_Extract provided_:
Wish I had the research budget to work on the intersection of SVG and ML. I feel there is a rich vein awaiting discovery apart from the semantic stuff. Compact, efficient machine representations that consume 10x less memory for large SVG images, for example.
A few years back I had the idea to morph fonts using vector graphic interpolation. Unfortunately it was a bit more complicated than I had anticipated and as usual it was abandoned in favor of newer, shinier projects. But it's still fun to play around with:
This is a standard feature of modern (variable) fonts [0]
However, they are limited to linear interpolation of the control point polygon, IIRC.
If you want arbitrary morphing (of the actual curve) you might want to look into implicit curves [1] represented in geometric algebra [2]. Here [3] is an example of it.
That's all great stuff, but my idea was rather to explore the latent space inbetween existing fonts, so to speak. V-fonts are nice but very limited. Implicit curves are cool but I don't see how they could represent existing font data?
Packing multiple different fonts into one parametrizable one is the inverse of using one parametrizable font to generate multiple different fonts, right?
>> V-fonts are nice but very limited
As I already mentioned, therefore I agree.
>> Implicit curves are cool but I don't see how they could represent existing font data?

_Problem details_:
Answer these questions about the discussion of SVG and font morphing above.
1. How much less memory does the first comment suggest compact machine representations could use for large SVG images?
2. What idea did a commenter have a few years back for morphing fonts?
3. What kind of interpolation are variable fonts said to be limited to?

_Supplied material_:

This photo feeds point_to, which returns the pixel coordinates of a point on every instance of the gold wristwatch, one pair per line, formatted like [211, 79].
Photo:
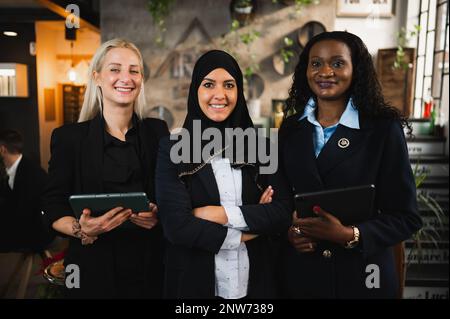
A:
[354, 242]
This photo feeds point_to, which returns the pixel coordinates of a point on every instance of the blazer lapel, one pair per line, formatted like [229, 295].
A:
[302, 155]
[92, 158]
[342, 144]
[148, 144]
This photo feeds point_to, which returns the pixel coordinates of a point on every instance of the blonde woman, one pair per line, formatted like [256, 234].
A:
[111, 150]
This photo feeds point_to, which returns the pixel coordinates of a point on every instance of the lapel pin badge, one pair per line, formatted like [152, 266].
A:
[343, 143]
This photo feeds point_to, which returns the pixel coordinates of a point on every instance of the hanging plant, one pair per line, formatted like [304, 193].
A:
[242, 10]
[159, 10]
[403, 38]
[299, 4]
[247, 39]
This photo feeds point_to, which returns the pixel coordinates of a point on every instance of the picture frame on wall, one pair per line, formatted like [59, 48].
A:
[365, 8]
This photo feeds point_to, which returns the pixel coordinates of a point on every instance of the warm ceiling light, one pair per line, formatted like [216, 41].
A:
[10, 33]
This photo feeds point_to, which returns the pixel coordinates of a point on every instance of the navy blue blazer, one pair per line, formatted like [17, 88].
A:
[377, 154]
[193, 242]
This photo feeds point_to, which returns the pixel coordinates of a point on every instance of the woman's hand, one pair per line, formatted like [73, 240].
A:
[246, 237]
[325, 227]
[299, 241]
[94, 226]
[148, 219]
[266, 197]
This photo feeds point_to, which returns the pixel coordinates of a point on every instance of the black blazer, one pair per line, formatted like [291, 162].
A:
[193, 242]
[22, 224]
[377, 155]
[75, 167]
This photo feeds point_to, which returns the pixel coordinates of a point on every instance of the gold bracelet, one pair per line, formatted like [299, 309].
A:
[77, 232]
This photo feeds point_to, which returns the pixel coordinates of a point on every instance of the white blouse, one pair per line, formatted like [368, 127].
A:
[231, 262]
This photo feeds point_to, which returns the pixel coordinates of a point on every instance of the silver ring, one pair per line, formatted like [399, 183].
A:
[296, 229]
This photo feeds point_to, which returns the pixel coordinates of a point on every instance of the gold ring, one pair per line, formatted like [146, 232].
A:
[296, 229]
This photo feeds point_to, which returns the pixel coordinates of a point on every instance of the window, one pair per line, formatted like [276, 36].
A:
[432, 55]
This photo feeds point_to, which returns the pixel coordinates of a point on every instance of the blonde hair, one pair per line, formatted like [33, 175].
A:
[92, 103]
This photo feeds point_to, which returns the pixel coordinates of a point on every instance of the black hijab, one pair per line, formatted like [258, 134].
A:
[239, 118]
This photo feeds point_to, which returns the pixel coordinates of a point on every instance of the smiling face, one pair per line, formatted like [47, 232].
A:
[217, 95]
[330, 70]
[120, 77]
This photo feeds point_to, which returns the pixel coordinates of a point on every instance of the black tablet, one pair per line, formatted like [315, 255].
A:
[350, 205]
[101, 203]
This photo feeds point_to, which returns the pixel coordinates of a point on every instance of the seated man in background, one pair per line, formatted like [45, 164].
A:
[21, 226]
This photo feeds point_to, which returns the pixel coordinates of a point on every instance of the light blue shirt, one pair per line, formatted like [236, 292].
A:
[350, 119]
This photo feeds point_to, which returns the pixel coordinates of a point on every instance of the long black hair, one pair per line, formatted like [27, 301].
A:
[365, 88]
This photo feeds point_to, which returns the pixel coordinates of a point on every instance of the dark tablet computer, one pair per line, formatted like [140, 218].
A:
[101, 203]
[349, 205]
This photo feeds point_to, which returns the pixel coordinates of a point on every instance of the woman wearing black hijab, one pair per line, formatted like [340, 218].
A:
[220, 224]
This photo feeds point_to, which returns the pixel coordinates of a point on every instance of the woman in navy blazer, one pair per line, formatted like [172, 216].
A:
[220, 224]
[344, 134]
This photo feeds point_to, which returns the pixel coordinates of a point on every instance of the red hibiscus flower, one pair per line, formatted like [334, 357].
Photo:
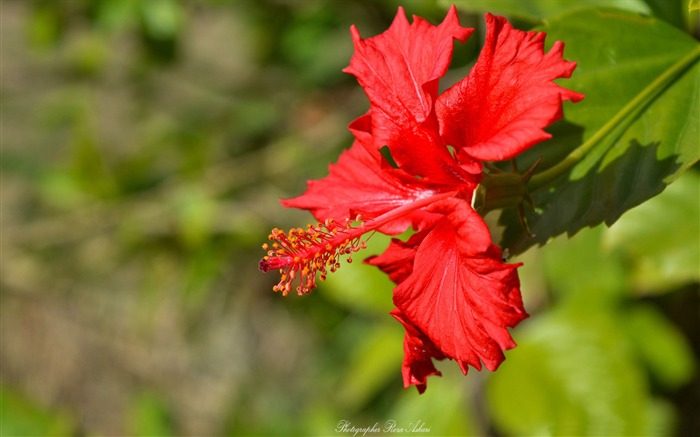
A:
[455, 296]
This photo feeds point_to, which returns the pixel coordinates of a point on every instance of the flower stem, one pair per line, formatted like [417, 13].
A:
[620, 122]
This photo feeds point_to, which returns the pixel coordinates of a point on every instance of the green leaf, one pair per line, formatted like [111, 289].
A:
[536, 10]
[150, 416]
[376, 361]
[582, 271]
[360, 287]
[637, 125]
[662, 347]
[572, 375]
[655, 236]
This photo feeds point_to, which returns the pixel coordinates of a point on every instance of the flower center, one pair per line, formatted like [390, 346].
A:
[301, 254]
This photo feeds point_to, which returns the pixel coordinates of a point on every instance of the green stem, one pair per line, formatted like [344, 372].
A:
[623, 119]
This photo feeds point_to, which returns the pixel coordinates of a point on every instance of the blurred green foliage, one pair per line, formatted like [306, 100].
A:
[144, 145]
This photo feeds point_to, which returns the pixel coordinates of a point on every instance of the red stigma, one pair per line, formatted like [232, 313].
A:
[302, 253]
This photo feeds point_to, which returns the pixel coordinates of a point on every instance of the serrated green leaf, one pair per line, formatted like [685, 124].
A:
[573, 375]
[656, 237]
[535, 10]
[641, 78]
[375, 361]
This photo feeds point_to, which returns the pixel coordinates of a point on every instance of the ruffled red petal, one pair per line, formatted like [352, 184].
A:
[501, 108]
[459, 293]
[363, 183]
[418, 354]
[399, 71]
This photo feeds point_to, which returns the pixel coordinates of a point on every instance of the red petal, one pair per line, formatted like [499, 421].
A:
[459, 293]
[418, 353]
[399, 70]
[361, 182]
[397, 259]
[500, 109]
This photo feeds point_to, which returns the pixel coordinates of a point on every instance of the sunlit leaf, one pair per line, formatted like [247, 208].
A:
[657, 237]
[535, 10]
[661, 345]
[572, 374]
[641, 78]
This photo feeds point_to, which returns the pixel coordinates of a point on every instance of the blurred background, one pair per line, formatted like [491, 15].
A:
[144, 147]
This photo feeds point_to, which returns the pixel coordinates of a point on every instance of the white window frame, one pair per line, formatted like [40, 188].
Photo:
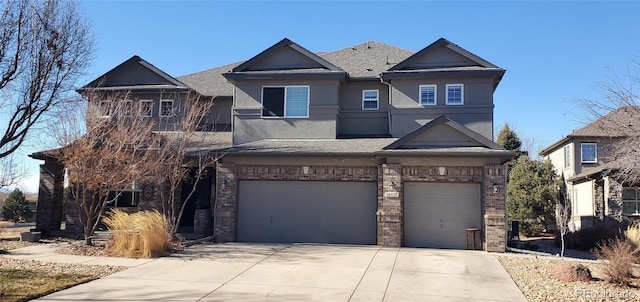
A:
[101, 106]
[145, 114]
[636, 201]
[448, 102]
[377, 99]
[435, 95]
[127, 108]
[285, 87]
[172, 109]
[595, 155]
[567, 156]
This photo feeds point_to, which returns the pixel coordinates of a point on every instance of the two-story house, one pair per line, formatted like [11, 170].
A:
[584, 159]
[371, 144]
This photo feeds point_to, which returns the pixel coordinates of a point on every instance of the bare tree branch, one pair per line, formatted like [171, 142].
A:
[617, 115]
[44, 47]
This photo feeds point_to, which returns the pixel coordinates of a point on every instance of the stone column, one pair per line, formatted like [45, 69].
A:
[73, 226]
[390, 206]
[494, 208]
[50, 197]
[226, 207]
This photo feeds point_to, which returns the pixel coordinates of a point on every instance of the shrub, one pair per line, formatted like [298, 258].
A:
[16, 207]
[570, 272]
[633, 236]
[619, 254]
[140, 235]
[587, 239]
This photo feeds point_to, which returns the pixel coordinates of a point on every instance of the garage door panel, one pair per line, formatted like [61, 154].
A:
[307, 211]
[438, 214]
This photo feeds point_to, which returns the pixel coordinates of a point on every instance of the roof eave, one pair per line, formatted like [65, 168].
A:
[426, 73]
[275, 75]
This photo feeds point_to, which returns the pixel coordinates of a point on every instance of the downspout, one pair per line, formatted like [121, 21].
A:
[390, 102]
[215, 203]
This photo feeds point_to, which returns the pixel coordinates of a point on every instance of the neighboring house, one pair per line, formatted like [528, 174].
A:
[583, 159]
[371, 144]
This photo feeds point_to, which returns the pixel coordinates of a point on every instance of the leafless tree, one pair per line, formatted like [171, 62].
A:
[186, 154]
[563, 213]
[11, 171]
[44, 46]
[104, 151]
[619, 112]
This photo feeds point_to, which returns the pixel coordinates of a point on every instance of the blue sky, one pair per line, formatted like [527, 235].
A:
[554, 52]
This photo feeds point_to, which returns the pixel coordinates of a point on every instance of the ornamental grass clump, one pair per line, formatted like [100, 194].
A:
[633, 236]
[143, 234]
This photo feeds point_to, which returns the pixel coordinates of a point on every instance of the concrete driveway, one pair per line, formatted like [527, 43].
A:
[305, 272]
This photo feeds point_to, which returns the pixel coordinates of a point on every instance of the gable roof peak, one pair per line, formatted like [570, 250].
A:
[160, 77]
[285, 42]
[443, 119]
[442, 42]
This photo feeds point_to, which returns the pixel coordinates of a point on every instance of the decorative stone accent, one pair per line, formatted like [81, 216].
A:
[390, 179]
[390, 206]
[50, 195]
[226, 207]
[494, 208]
[495, 232]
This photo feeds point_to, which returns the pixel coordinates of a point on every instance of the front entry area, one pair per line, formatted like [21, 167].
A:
[307, 211]
[437, 215]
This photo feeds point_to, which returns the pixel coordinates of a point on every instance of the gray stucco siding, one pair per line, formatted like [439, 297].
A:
[250, 126]
[361, 122]
[477, 91]
[321, 92]
[351, 95]
[476, 118]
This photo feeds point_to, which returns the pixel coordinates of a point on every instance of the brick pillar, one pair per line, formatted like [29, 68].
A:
[494, 208]
[390, 206]
[226, 207]
[50, 197]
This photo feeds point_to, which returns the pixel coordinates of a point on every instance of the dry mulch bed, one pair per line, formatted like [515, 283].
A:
[533, 276]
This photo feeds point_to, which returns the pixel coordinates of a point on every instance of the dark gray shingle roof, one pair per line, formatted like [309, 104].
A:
[364, 60]
[210, 82]
[611, 124]
[314, 146]
[367, 59]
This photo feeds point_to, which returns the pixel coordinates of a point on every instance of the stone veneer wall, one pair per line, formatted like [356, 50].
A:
[50, 195]
[390, 178]
[390, 206]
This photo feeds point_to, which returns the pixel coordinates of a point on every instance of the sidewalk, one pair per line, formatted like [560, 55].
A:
[291, 272]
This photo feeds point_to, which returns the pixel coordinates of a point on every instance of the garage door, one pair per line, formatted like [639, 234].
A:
[307, 211]
[438, 214]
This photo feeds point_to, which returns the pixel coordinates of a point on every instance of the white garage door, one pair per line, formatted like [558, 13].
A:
[307, 211]
[438, 214]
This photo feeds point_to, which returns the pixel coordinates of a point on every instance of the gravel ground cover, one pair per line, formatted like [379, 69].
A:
[96, 271]
[533, 277]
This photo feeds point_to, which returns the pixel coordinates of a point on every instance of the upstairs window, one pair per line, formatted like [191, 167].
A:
[286, 101]
[104, 108]
[427, 95]
[166, 108]
[127, 108]
[567, 156]
[369, 99]
[146, 108]
[455, 94]
[631, 201]
[589, 152]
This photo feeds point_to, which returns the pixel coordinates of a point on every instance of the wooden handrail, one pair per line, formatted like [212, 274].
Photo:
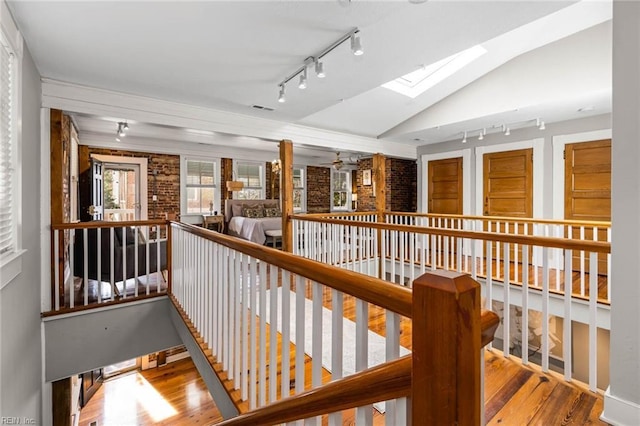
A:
[563, 243]
[383, 382]
[96, 224]
[373, 290]
[600, 224]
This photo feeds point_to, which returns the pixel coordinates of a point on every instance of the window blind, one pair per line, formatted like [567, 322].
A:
[7, 135]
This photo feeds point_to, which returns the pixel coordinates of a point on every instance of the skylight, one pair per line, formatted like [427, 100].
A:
[417, 82]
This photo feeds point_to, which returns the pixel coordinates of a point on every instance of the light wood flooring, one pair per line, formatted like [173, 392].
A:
[173, 394]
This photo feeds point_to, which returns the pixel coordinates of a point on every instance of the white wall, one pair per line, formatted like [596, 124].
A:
[20, 369]
[622, 400]
[543, 187]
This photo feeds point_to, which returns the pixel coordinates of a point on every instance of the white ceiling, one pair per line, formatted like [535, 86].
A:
[230, 55]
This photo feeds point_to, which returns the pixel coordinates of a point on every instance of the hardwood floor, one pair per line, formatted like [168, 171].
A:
[173, 394]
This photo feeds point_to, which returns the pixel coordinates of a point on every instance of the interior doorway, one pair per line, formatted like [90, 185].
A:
[121, 184]
[445, 186]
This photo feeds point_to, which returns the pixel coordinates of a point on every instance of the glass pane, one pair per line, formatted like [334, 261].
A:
[200, 200]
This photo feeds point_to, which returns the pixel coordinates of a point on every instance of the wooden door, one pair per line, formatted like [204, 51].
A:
[508, 183]
[508, 190]
[587, 190]
[97, 190]
[445, 186]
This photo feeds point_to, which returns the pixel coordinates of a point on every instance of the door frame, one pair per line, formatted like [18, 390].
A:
[538, 171]
[143, 184]
[423, 181]
[558, 144]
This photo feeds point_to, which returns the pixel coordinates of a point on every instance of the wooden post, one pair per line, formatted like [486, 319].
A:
[446, 351]
[380, 192]
[286, 193]
[379, 179]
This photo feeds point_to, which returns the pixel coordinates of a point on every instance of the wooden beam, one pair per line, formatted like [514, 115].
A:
[446, 353]
[286, 193]
[379, 179]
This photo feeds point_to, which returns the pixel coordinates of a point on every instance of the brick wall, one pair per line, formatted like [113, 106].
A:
[318, 189]
[366, 200]
[163, 179]
[401, 185]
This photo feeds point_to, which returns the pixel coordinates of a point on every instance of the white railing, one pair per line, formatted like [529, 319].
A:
[119, 215]
[273, 329]
[537, 277]
[101, 262]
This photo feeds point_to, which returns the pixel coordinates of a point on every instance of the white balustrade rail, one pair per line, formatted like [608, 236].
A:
[535, 283]
[274, 329]
[101, 262]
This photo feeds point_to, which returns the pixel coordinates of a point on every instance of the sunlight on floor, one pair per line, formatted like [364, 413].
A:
[135, 389]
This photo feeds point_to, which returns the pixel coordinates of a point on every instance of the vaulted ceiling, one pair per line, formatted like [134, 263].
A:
[545, 59]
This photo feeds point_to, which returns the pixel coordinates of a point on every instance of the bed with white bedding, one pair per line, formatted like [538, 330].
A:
[252, 228]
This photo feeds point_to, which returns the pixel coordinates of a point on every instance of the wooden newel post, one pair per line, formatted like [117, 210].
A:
[446, 350]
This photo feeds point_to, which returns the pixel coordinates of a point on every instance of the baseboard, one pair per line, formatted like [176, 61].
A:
[619, 411]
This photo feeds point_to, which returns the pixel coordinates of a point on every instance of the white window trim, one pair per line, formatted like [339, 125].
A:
[194, 217]
[349, 204]
[303, 203]
[263, 175]
[11, 264]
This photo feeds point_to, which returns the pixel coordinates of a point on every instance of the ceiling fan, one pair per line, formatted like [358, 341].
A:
[338, 162]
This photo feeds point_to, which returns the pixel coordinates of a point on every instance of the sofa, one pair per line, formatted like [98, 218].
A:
[129, 251]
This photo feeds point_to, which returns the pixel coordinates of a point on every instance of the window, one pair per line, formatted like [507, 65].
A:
[299, 192]
[340, 189]
[252, 176]
[201, 186]
[10, 190]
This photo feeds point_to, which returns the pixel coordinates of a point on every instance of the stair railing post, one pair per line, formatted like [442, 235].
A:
[446, 375]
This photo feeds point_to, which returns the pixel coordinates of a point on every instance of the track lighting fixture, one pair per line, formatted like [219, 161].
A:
[356, 46]
[503, 128]
[303, 79]
[120, 133]
[320, 69]
[356, 49]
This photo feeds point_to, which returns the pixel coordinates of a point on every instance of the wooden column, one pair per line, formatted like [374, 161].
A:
[227, 174]
[286, 193]
[446, 350]
[379, 179]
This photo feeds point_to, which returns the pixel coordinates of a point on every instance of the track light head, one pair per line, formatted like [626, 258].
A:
[356, 46]
[320, 69]
[303, 80]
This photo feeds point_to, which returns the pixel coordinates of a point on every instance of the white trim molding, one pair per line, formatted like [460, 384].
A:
[90, 100]
[618, 411]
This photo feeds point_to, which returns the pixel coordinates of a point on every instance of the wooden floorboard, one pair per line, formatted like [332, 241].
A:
[173, 394]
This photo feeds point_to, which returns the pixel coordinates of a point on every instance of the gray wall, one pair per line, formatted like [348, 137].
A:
[81, 342]
[20, 369]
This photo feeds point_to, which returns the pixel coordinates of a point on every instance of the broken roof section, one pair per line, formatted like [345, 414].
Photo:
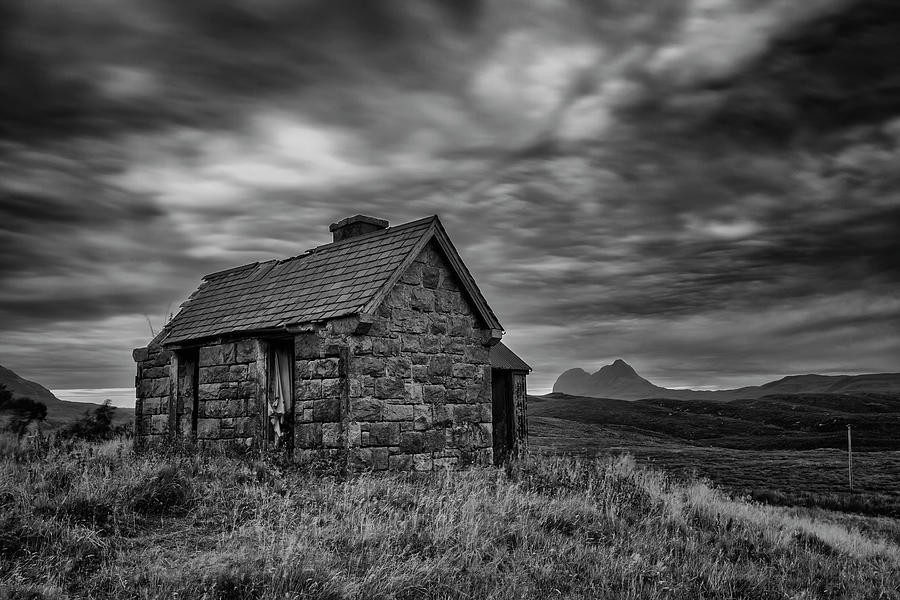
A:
[339, 279]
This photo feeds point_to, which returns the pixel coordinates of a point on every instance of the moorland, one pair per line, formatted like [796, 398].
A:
[787, 449]
[97, 520]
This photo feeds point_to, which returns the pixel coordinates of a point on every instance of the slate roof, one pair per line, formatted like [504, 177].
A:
[504, 358]
[333, 280]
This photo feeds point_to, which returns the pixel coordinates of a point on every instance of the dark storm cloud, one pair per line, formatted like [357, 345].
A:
[700, 187]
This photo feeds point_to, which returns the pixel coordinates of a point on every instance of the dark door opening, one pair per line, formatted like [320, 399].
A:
[503, 415]
[188, 404]
[280, 395]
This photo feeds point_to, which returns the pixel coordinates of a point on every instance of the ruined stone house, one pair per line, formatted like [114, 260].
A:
[376, 351]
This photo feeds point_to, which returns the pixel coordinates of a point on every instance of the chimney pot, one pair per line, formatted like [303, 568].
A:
[355, 226]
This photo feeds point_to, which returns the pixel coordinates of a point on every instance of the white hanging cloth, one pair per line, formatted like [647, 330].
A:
[280, 401]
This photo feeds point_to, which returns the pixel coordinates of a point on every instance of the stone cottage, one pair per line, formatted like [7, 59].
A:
[376, 351]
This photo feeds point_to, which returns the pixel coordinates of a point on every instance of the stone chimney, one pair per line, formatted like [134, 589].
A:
[356, 225]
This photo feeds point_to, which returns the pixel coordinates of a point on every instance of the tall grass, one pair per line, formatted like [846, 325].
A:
[99, 521]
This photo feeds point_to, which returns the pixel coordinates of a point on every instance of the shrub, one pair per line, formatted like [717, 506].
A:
[21, 411]
[95, 426]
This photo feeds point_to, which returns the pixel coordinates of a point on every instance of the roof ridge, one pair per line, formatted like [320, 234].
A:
[228, 271]
[371, 234]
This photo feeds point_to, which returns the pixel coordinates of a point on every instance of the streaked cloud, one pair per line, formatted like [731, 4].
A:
[707, 188]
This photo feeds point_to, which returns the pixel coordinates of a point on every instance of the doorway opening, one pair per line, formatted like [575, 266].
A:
[188, 398]
[280, 395]
[503, 415]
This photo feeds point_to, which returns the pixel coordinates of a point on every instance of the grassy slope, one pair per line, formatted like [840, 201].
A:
[785, 449]
[98, 521]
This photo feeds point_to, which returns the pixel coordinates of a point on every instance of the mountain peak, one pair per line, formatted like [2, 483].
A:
[619, 369]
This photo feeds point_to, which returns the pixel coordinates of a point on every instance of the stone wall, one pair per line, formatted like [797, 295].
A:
[321, 397]
[153, 392]
[231, 392]
[420, 380]
[409, 389]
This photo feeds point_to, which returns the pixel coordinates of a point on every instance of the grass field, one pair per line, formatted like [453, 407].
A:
[765, 449]
[101, 522]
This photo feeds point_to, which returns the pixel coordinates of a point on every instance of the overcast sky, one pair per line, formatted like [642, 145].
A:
[708, 189]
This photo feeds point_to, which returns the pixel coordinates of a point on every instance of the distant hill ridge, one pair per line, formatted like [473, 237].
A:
[58, 411]
[620, 381]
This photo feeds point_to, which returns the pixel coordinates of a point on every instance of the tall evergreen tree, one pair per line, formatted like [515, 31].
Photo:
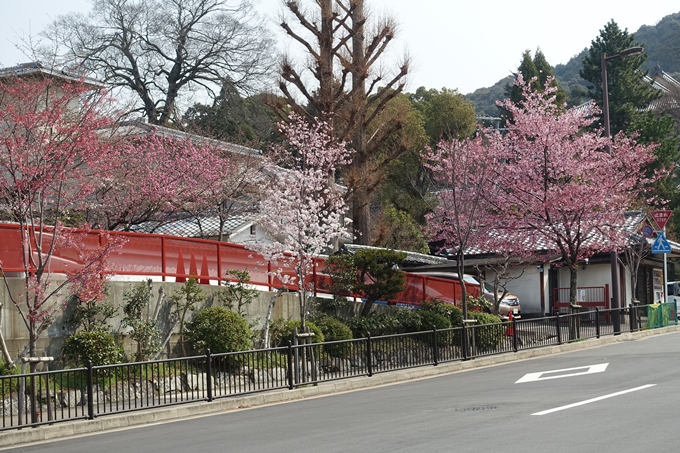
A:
[629, 93]
[536, 67]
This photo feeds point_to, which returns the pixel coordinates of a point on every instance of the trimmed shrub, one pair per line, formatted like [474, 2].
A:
[429, 319]
[99, 347]
[220, 330]
[488, 332]
[377, 324]
[282, 331]
[451, 312]
[335, 330]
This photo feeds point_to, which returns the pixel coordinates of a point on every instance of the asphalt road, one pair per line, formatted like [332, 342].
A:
[631, 404]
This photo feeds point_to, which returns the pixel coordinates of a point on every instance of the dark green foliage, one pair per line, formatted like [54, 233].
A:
[451, 312]
[238, 293]
[429, 319]
[282, 332]
[245, 121]
[143, 331]
[184, 300]
[489, 335]
[448, 114]
[539, 68]
[398, 230]
[398, 321]
[93, 315]
[628, 92]
[220, 330]
[376, 324]
[372, 273]
[335, 330]
[484, 99]
[99, 347]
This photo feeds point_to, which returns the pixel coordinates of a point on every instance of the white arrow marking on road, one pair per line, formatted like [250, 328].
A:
[531, 377]
[599, 398]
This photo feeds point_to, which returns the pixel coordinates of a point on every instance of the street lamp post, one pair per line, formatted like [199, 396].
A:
[613, 256]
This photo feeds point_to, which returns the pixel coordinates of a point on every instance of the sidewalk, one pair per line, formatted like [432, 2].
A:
[166, 414]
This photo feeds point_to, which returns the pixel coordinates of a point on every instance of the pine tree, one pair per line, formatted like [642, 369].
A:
[629, 93]
[530, 68]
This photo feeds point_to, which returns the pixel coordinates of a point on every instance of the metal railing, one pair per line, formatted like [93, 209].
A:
[30, 400]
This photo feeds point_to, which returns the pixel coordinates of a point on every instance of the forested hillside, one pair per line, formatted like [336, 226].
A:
[661, 42]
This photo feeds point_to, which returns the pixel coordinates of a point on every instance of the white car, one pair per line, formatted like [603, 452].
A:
[509, 303]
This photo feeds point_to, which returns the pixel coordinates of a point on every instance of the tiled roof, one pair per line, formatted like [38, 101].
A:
[141, 128]
[192, 227]
[412, 258]
[34, 68]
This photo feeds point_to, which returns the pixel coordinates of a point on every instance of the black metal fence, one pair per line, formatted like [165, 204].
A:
[84, 393]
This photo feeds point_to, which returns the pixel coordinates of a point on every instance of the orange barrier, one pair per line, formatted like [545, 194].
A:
[173, 258]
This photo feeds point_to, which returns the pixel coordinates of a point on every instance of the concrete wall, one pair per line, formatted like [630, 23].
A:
[51, 341]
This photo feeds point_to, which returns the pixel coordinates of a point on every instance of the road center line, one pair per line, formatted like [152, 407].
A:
[599, 398]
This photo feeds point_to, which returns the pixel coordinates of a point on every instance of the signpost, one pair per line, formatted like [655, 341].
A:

_Problem solution_:
1. 10x less memory.
2. To morph fonts using vector graphic interpolation.
3. Linear interpolation of the control point polygon.